When an ectopic pregnancy causes a rupture, there are additional symptoms. Any of the following warrant an immediate visit to the emergency room:

  • Sudden, severe abdominal or pelvic pain
  • Dizziness or fainting
  • Pain in the lower back
  • Pain in the shoulders (due to leakage of blood into the abdomen affecting the diaphragm)

When to Call Your Doctor (or 911)

If you are in early pregnancy and notice that you have any signs of ectopic pregnancy at all, ruptured or not, it is a wise move to call your doctor for a checkup. Be aware that a ruptured ectopic pregnancy is a true medical emergency. When in doubt about whether this is what is going on, go to the emergency room right away.

Causes

Certain people may be more at risk than others of experiencing an ectopic pregnancy. Damage to the fallopian tubes is thought to be the cause of most ectopic pregnancies. Scarring in the tube prevents the normal passage of the fertilized egg through the tube and into the uterus where a healthy pregnancy takes place.

Damage to the fallopian tubes is more common in women over the age of 35 and among women who have these characteristics:

  • Had treatments for infertility
  • Had a previous ectopic pregnancy
  • Had previous tubal surgery
  • Had a tubal ligation
  • Tubal problems or diseases
  • Exposure in utero to diethylstilbestrol (DES) (only applies to women born in 1971 or earlier as that is when the drug was taken off the market)
  • Became pregnant while using an intrauterine device (IUD)
  • A history of a sexually transmitted infection (STI)
  • A history of a ruptured appendix
  • A history of pelvic inflammatory disease (PID)

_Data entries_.
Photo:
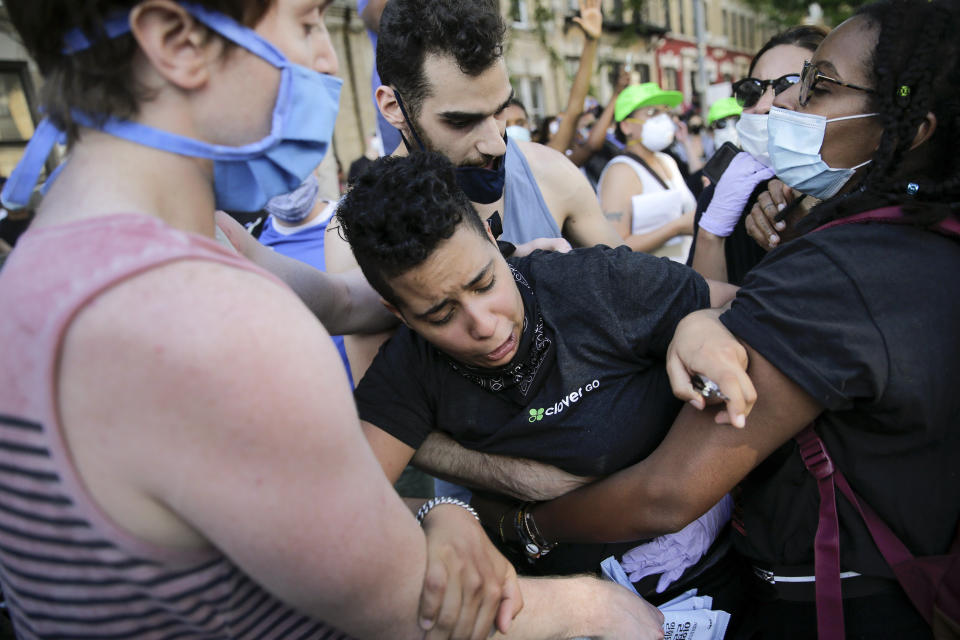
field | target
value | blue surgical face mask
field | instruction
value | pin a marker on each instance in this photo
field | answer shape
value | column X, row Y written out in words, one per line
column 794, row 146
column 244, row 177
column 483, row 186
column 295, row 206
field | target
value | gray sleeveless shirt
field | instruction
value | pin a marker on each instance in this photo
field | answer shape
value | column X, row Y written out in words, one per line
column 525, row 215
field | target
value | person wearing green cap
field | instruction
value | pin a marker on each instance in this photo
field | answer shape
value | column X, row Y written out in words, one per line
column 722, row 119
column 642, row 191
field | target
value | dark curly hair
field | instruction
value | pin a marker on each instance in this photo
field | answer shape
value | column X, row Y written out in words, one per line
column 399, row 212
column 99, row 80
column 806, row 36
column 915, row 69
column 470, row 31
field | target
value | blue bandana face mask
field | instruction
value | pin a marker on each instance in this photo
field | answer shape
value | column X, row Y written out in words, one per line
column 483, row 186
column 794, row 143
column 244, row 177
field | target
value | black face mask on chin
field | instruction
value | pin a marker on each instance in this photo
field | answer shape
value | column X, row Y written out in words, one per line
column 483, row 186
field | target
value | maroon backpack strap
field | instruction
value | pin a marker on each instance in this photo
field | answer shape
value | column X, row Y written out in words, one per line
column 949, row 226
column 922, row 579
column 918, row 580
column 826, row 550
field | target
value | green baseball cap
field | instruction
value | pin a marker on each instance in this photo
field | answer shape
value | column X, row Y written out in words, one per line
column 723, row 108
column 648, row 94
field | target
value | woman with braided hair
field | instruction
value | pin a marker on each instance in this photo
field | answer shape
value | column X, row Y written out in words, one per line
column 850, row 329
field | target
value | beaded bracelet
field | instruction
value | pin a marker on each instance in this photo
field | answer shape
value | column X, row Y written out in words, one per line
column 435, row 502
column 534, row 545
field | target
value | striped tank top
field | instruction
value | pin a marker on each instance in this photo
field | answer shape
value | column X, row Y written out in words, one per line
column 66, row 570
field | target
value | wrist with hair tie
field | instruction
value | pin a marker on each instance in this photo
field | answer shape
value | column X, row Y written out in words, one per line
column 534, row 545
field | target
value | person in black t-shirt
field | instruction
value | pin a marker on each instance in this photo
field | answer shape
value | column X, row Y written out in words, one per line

_QUESTIONS ON THE MATERIAL_.
1: In the ectopic pregnancy text, shorten the paragraph beginning "Certain people may be more at risk" while keeping its main facts.
2: Write the next part of the ectopic pregnancy text, picking up after its final line.

_EXPECTED OUTPUTS_.
1: Some people are more at risk of an ectopic pregnancy than others. Most cases are thought to result from damage to the fallopian tubes. Scarring in a tube blocks the fertilized egg from passing through it into the uterus, where a healthy pregnancy takes place.

2:
  • Scarring from endometriosis
  • Multiple sexual partners

Diagnosis

Tests to identify an ectopic pregnancy, whether ruptured or not, may include:

  • Pregnancy test
  • Ultrasound
  • Test of specific levels of pregnancy hormones in the bloodstream
  • A sample of uterine tissue taken through a procedure known as dilation and curettage (D&C)
  • Laparoscopic surgery to examine the inside of the abdomen

Treatment

Almost all ectopic pregnancies will require treatment. Treatment options for ectopic pregnancy currently include medical management or surgery. Pharmacologic treatment with methotrexate can be used in an early ectopic pregnancy when there is no risk of imminent rupture. Surgery is needed if the ectopic pregnancy has ruptured.

With surgery, either only the pregnancy is removed from the tube or the entire tube is removed. In ruptured ectopic pregnancy cases where a lot of blood has been lost, you may also require a blood transfusion. Emergency treatment may require initial stabilization with oxygen, fluids, and elevating the legs above the level of the heart.

Women often ask, "Can the baby in an ectopic pregnancy ever be saved?" Sadly, the answer is almost always no—at least with current technology. Over 95 percent of ectopic pregnancies occur in the fallopian tubes, and with the growth of the fetus, the pregnancy would almost invariably rupture without medical intervention. Be sure to have your doctor clearly explain your condition so you understand what has happened. It is natural to grieve the loss of your pregnancy and need emotional support or counseling.

Complications

Possible complications or long-term effects of an ectopic pregnancy depend on many factors. The first concern is bleeding, and women may bleed to death if emergency care is not sought in a timely matter. Thankfully, this is very rare in the United States with 21st-century medical care.

Around 70 percent of women are able to become pregnant again (without assistance) even if a tube is lost through surgery. There is a risk of a recurrent ectopic pregnancy between 10 and 20 percent of the time. Your physician will probably recommend carefully monitoring you during early pregnancy when you become pregnant again.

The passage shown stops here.